• _What needs to be done_
Pull out each line of the records that contains the string "background". Case counts.

• _Records for the task_
****
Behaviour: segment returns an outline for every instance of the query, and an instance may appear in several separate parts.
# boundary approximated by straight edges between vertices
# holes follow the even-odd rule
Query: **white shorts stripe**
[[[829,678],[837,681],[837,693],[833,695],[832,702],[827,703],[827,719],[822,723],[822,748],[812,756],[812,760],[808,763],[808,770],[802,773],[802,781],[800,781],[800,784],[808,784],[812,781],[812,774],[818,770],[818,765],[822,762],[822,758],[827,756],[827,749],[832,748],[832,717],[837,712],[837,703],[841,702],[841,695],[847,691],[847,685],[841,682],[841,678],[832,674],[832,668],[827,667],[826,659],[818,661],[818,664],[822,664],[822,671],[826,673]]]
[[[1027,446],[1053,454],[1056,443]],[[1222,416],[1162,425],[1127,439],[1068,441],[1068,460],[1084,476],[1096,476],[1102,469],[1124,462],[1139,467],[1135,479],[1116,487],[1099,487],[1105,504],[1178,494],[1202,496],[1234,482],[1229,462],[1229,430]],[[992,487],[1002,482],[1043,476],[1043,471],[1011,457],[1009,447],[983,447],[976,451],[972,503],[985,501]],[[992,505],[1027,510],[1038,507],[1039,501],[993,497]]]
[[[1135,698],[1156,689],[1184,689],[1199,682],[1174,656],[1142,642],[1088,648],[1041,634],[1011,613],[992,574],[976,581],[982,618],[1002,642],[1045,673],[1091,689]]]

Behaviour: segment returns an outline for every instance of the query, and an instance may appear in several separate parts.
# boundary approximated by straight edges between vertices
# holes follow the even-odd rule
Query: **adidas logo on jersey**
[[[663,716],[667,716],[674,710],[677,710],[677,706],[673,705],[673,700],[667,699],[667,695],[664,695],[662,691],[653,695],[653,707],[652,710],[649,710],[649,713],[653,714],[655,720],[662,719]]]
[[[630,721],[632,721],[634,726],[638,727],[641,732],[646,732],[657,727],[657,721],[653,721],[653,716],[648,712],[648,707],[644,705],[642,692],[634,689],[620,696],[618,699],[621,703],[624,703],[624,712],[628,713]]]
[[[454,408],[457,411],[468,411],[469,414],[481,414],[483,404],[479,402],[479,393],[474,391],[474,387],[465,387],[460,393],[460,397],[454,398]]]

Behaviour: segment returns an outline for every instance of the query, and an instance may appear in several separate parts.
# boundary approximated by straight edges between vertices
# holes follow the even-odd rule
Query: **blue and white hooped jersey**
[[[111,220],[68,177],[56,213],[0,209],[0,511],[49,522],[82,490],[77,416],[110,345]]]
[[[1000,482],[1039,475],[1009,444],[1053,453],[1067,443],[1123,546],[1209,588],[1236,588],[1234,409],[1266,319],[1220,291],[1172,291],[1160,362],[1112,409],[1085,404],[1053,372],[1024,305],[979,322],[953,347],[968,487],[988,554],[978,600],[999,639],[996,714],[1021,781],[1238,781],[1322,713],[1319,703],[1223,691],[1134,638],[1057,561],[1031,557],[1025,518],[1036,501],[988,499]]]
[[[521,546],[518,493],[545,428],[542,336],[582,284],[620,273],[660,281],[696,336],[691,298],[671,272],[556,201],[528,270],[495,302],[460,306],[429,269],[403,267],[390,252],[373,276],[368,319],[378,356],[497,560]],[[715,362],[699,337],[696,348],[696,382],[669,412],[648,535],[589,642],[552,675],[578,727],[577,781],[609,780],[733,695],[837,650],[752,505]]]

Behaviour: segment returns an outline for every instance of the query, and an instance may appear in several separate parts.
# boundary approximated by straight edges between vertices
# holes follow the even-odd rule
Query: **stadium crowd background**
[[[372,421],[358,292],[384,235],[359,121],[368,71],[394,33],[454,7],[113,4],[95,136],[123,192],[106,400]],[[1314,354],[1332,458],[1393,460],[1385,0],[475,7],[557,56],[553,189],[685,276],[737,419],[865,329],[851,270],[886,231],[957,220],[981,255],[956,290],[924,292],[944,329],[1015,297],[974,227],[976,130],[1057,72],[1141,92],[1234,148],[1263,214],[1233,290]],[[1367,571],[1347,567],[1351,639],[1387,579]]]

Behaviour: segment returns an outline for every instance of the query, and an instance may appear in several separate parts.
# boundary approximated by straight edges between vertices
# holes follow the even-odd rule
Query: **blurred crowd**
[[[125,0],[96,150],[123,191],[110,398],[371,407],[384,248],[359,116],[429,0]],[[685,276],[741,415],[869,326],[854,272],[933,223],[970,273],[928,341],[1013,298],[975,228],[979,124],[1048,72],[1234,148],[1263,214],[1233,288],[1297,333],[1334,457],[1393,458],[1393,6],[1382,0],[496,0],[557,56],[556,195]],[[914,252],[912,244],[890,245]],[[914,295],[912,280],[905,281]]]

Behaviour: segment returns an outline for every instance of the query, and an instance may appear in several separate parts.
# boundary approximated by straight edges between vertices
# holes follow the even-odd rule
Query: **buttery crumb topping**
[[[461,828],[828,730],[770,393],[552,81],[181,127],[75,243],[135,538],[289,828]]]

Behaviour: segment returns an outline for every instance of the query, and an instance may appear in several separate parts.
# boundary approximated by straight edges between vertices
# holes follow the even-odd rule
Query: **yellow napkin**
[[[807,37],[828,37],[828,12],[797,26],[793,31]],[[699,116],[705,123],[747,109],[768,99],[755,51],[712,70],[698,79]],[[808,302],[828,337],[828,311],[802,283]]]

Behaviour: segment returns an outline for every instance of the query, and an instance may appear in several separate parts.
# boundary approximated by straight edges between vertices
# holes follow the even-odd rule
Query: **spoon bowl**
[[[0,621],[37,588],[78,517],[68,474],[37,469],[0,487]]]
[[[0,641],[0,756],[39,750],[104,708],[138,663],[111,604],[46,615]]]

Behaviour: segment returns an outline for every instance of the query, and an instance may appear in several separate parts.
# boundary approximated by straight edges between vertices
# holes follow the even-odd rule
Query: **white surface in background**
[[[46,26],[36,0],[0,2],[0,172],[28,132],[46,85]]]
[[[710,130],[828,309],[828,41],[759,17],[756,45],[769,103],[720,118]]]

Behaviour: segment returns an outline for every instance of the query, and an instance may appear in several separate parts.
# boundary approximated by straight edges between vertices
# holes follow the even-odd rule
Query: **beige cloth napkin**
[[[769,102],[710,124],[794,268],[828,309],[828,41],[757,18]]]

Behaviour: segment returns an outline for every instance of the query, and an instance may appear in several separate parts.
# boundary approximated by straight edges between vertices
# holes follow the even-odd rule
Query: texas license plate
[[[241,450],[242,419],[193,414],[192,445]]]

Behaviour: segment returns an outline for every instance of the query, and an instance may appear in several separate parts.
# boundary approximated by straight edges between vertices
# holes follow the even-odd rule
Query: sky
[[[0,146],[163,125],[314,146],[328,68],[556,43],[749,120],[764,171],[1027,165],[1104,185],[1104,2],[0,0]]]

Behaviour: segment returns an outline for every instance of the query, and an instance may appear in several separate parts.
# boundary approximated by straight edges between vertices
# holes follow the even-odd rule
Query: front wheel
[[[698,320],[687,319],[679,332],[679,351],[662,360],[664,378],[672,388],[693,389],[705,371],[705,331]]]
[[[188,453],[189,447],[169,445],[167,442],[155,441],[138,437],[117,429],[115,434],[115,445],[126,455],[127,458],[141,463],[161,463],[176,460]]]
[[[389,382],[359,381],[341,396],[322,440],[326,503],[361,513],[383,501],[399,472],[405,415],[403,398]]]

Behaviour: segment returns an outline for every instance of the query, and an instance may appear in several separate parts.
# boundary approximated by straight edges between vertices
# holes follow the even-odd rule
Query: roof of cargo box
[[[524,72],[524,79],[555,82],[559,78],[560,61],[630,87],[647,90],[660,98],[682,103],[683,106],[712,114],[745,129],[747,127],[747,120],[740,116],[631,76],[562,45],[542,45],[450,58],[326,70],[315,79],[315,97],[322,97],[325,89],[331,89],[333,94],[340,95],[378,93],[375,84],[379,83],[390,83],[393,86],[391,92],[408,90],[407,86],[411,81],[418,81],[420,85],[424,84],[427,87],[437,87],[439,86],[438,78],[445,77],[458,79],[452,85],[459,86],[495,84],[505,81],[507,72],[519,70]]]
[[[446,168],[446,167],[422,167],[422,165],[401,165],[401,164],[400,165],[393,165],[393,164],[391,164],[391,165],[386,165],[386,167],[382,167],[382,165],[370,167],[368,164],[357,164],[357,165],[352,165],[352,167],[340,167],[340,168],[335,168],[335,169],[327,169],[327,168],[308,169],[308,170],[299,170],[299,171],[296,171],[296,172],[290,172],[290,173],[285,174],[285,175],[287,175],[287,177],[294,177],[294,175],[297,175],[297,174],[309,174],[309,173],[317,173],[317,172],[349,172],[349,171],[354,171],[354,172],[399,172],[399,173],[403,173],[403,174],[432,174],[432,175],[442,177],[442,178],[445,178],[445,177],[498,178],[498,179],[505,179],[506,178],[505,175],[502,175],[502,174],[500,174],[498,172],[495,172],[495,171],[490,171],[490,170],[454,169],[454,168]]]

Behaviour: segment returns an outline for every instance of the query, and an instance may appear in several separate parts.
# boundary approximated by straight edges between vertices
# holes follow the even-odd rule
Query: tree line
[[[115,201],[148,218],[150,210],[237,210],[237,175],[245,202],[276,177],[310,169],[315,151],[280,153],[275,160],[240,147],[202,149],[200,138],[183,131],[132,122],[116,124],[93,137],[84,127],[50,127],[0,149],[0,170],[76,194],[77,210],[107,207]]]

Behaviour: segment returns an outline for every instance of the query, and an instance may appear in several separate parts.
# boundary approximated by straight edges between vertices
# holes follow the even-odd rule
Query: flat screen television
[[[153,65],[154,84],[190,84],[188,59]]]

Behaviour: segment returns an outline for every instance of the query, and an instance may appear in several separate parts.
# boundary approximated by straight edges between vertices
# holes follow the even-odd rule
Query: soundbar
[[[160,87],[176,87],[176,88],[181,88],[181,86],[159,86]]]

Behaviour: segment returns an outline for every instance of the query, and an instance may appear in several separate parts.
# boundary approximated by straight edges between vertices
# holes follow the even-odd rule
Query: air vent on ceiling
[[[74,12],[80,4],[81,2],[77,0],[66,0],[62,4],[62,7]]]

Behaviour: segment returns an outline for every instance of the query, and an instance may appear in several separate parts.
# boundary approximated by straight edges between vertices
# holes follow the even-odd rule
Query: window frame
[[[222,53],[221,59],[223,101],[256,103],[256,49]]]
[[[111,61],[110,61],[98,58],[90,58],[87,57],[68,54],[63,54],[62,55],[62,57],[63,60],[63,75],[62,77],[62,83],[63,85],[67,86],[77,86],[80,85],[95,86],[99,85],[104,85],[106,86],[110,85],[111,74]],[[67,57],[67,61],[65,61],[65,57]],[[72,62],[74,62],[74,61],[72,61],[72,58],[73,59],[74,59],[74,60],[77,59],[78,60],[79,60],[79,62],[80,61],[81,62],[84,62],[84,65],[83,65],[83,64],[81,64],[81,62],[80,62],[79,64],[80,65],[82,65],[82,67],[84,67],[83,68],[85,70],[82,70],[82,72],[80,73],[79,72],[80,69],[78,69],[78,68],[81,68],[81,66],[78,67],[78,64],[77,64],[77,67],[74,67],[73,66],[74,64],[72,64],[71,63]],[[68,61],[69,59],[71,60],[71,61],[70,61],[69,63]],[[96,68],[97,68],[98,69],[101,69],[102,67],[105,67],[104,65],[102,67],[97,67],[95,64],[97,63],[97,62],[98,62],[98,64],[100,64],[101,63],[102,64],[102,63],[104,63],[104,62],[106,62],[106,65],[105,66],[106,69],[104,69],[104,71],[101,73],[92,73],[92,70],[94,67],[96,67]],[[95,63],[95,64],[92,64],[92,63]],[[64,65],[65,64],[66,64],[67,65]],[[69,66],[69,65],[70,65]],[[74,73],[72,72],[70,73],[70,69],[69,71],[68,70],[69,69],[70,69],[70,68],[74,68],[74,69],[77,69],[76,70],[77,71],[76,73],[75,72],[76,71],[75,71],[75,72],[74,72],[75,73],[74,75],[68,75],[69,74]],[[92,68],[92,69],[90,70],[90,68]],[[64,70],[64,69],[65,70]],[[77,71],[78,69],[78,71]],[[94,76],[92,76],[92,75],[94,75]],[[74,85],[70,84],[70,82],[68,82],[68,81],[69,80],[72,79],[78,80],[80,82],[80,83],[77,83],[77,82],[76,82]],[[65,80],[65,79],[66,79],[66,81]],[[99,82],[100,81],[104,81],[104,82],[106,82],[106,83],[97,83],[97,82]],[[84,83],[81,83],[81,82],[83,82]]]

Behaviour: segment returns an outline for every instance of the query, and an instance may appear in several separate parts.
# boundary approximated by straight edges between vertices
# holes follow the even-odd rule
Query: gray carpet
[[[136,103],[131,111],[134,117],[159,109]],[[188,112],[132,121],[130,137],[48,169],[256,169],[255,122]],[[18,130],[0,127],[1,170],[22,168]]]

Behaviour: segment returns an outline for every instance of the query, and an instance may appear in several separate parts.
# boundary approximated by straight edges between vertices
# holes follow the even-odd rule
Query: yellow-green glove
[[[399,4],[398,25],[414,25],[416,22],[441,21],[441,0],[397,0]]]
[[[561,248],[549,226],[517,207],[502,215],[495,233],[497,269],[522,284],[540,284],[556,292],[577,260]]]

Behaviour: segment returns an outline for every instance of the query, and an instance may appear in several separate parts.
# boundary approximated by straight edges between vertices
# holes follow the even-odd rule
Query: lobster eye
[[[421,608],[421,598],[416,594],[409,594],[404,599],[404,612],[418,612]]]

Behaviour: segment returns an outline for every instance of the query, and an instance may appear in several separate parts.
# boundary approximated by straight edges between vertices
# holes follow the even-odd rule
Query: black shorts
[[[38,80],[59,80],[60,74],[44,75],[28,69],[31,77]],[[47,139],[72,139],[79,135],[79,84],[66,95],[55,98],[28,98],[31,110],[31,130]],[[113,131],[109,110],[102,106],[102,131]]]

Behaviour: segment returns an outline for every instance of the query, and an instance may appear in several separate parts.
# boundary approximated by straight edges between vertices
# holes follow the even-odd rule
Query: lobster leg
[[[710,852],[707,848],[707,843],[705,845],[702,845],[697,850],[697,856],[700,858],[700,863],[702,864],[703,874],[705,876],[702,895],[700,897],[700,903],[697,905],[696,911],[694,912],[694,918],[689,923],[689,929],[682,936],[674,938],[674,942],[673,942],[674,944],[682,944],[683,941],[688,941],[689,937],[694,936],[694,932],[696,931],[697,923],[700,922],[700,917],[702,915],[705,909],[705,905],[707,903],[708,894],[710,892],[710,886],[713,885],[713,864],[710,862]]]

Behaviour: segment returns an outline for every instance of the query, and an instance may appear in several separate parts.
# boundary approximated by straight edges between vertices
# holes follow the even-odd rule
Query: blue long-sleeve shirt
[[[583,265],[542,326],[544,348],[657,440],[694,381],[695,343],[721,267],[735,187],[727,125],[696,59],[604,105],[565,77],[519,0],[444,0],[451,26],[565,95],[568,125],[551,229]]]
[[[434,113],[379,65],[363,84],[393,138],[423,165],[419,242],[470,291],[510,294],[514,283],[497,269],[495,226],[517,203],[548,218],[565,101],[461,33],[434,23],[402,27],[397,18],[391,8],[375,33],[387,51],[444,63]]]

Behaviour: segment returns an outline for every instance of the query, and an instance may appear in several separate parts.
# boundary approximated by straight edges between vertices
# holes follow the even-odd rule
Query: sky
****
• _Problem solution_
Query: **stadium crowd background**
Query: **white surface in background**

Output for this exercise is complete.